DATA –
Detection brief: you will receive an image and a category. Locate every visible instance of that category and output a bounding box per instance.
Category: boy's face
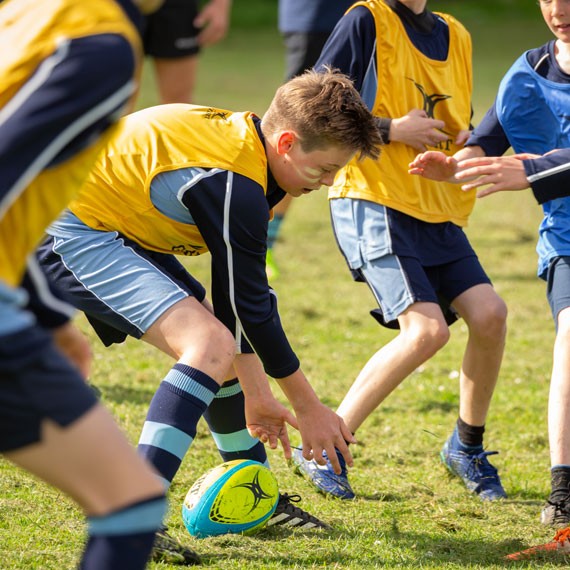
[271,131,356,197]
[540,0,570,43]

* * *

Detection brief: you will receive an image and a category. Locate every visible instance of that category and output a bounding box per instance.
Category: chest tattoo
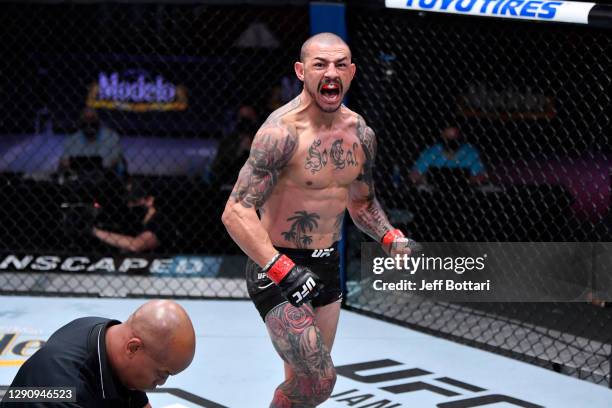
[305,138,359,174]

---

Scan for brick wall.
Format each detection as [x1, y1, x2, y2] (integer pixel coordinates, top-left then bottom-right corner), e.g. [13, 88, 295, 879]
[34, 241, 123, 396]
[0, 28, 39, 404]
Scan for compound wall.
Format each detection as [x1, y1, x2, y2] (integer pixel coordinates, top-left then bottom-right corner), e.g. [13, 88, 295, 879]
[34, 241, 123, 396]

PROBLEM DESCRIPTION – Look through the records above for the word "wall" and state how many lines contain it, giving the number alone.

REPLY TO THE EXERCISE – 2